About this task
Print every line of the listing exactly, please.

[[ Provided data open ]]

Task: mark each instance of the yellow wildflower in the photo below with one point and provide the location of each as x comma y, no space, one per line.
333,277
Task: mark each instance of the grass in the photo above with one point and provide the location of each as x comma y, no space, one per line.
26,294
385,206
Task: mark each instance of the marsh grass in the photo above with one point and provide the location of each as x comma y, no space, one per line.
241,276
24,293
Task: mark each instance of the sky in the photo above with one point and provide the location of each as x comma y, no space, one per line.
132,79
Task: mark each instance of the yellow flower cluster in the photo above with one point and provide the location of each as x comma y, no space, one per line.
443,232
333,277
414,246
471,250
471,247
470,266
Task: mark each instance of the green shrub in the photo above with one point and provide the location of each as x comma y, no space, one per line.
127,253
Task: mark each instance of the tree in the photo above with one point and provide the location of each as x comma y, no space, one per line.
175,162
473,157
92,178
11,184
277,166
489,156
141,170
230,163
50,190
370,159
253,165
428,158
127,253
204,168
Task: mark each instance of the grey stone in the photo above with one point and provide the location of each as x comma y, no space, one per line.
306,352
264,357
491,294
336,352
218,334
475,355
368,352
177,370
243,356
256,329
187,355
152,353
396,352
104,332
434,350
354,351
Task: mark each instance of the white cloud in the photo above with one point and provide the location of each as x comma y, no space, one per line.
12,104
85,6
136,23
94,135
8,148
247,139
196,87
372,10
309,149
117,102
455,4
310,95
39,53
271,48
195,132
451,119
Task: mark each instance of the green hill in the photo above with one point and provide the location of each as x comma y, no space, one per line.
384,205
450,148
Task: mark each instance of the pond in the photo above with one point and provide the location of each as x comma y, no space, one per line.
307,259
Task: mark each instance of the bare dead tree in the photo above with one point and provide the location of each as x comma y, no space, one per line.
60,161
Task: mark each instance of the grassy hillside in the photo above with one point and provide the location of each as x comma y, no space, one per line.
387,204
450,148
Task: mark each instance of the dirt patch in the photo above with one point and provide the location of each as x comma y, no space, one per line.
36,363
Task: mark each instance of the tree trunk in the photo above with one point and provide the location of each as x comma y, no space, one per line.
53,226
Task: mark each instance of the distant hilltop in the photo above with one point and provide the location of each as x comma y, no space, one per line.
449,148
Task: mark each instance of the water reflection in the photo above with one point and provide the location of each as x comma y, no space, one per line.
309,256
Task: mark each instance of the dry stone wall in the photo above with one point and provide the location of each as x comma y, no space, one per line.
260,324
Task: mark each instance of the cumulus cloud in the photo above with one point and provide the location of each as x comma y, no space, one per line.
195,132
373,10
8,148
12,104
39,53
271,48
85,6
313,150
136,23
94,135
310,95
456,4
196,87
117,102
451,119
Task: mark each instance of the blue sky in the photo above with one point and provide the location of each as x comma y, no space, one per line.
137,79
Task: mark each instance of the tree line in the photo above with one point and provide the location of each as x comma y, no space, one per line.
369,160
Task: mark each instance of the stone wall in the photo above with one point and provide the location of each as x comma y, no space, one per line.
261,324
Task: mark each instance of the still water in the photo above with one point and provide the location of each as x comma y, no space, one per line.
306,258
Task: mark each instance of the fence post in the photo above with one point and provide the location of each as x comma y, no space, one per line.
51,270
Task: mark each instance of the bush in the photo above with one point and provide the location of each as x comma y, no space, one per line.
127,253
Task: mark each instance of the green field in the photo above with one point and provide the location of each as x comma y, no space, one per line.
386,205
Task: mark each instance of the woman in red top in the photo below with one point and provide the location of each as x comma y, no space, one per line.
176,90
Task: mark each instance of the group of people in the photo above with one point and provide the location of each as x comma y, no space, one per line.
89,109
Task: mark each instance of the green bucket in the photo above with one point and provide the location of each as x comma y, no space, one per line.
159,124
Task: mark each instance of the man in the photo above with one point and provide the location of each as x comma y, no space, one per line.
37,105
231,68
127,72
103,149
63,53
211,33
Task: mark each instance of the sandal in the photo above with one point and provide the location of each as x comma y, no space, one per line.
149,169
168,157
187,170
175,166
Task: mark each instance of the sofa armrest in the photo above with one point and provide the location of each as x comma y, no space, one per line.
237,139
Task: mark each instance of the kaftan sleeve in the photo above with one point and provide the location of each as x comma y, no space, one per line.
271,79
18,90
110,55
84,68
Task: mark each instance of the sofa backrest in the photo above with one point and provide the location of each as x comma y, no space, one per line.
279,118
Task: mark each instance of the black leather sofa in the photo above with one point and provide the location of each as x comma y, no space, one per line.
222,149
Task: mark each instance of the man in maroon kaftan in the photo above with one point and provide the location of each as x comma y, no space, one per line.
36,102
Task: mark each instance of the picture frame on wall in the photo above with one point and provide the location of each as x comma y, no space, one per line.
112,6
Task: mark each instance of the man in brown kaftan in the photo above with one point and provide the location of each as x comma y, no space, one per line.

[[ Provided data closed ]]

Reply to the task
Task: mark each instance of the yellow wildflower in the photo below with one point and provide the location of each as x comma y, no space, one per line.
333,277
Task: mark each instance of the grass in the photo above with one point and provide the location of each as x comma y, no space, one per line.
26,294
385,206
Task: mark each instance of the marsh grass in the photo above with one point and provide the location of each as x comma y, no space, one per line.
241,276
24,293
Task: mark each instance of the sky in the photo above with one point and provide the location of each as x comma y, no space, one per line.
132,79
Task: mark each instance of the yellow flower cluster in the photo above with one point and provide the location of each as x comma y, no space, one per line.
443,232
333,277
414,246
471,250
471,247
470,266
Task: mark each instance of the green shrub in the photo above with one point and provide the location of each as x comma y, no space, one per line.
127,253
Task: mark each instance of the tree in the photo above with one point and provide the location of each as x comma y, no space, one per line.
175,162
473,157
92,178
11,184
277,166
489,156
141,170
230,163
50,190
370,159
253,165
428,158
127,253
204,168
Task: mark each instance of the grey stone in the photo above with one point and provide the location of each as x comma y, no space, one per line.
306,352
264,357
491,294
336,352
218,334
475,355
368,352
177,370
243,356
256,329
187,355
152,353
396,352
104,332
434,350
354,351
Task: mark each instance of the white cloud in the photo above with one point and provide the location of each as x comma y, no space, one per line.
12,104
85,6
136,23
94,135
8,148
247,139
196,87
372,10
309,149
117,102
455,4
310,95
39,53
271,48
195,132
451,119
Task: mark each instance of the green hill in the photo above with one point and provide the location of each as x comma y, no space, one per line.
384,205
450,148
Task: mark each instance of the pond in the photo above with one point and provide the location of each as x comma y, no space, one per line.
307,259
Task: mark each instance of the bare dead tree in the photo above with one point and provide the location of each as x comma y, no space, one per line.
60,161
Task: mark each instance of the grassy hillside in the photo above with one point and provide the location of each as x comma y, no space, one per line.
387,204
450,148
Task: mark each instance of the dirt patch in the photo above with one point and provide the location of each as x comma y, no space, one per line.
36,363
Task: mark each instance of the tree trunk in the photo above with one point and provide the location of each as x comma y, no space, one per line.
53,226
Task: mark each instance of the distant hilltop in the photo above with one point and provide the location of each as x comma y, no space, one per line.
449,148
Task: mark each instance of the water reflection in the photo above with one point and provide the location of each as x comma y, no space, one per line.
309,256
Task: mark each instance of the dry stone wall in the photo above with one point and provide the location of each as x comma y, no space, one per line.
260,324
Task: mark each instance of the cumulus cloud in the photo above with one point and provide the location of each as x comma y, no space, one per line.
195,132
373,10
8,148
12,104
39,53
271,48
85,6
313,150
136,23
94,135
310,95
456,4
196,87
117,102
451,119
Task: mark each instance of the blue sky in the photo above with one point and provide the location of each as x comma y, no space, one per line.
137,79
Task: mark each instance of the tree line in the photo above with one point and provide the location of each as x comma y, no space, one per line.
369,160
Task: mark each instance of the stone wall in the photo above with one point and provide the location of each as x comma y, no space, one per line.
261,324
Task: mark each instance of the still water in the photo above with one point and provide the location of each as x comma y, no space, one per line.
306,258
Task: mark each instance of the fence post in the photo above with one point and provide the location of each as x comma y, no space, one per line.
51,270
Task: mark each instance of the bush in the photo above with one point and provide the location of each as x comma y, no space, one per line.
127,253
Task: mark each instance of the green field in the photo above with one point and provide the location of each as x comma y, no space, one per line.
386,205
Task: mark each instance of the woman in red top in the photo below with one point and provide the location of each as x comma y, no space, one per line.
176,90
Task: mark each instance of the group of people in the photo above with one point and provide the location of each as x comma y, no space, one per line.
89,109
Task: mark each instance of the green bucket in the photo above with one point and provide the location of each as x comma y, no space, one per line.
159,124
Task: mark each instance of the man in the photo above with one point and provide the location of each as x comma y, no space, one per line.
37,105
231,68
127,72
103,149
63,53
211,33
Task: mark each instance of the sandal in the photo above with one point and provide the location of each as x comma y, no space, one per line.
149,169
168,157
187,170
175,166
Task: mark each instance of the sofa armrest in the photo above with one point and provide the location of each as x comma y, no space, one per line.
237,139
Task: mark each instance of the kaftan sleeve in the photo above with one point and provide the location of each as x comma y, no space, one per line.
271,79
18,90
110,55
84,68
Task: mark each instance of the sofa backrest in the photo above with one point and provide the location of each as x comma y, no space, one per line.
279,118
Task: mark each instance of the black leather sofa in the photo above with one point and provide the location of each as x comma y, no space, one per line.
222,149
Task: mark each instance of the man in maroon kaftan in the photo above with one point and provide the location of each as x comma y, no space, one per line.
36,102
Task: mark each instance of the picture frame on wall in the photo above with one point and provide the location of each as x comma y, no space, one per line.
112,6
Task: mark each instance of the man in brown kaftan in the photo above with one point and provide the location of each as x comma y, no space, one per line.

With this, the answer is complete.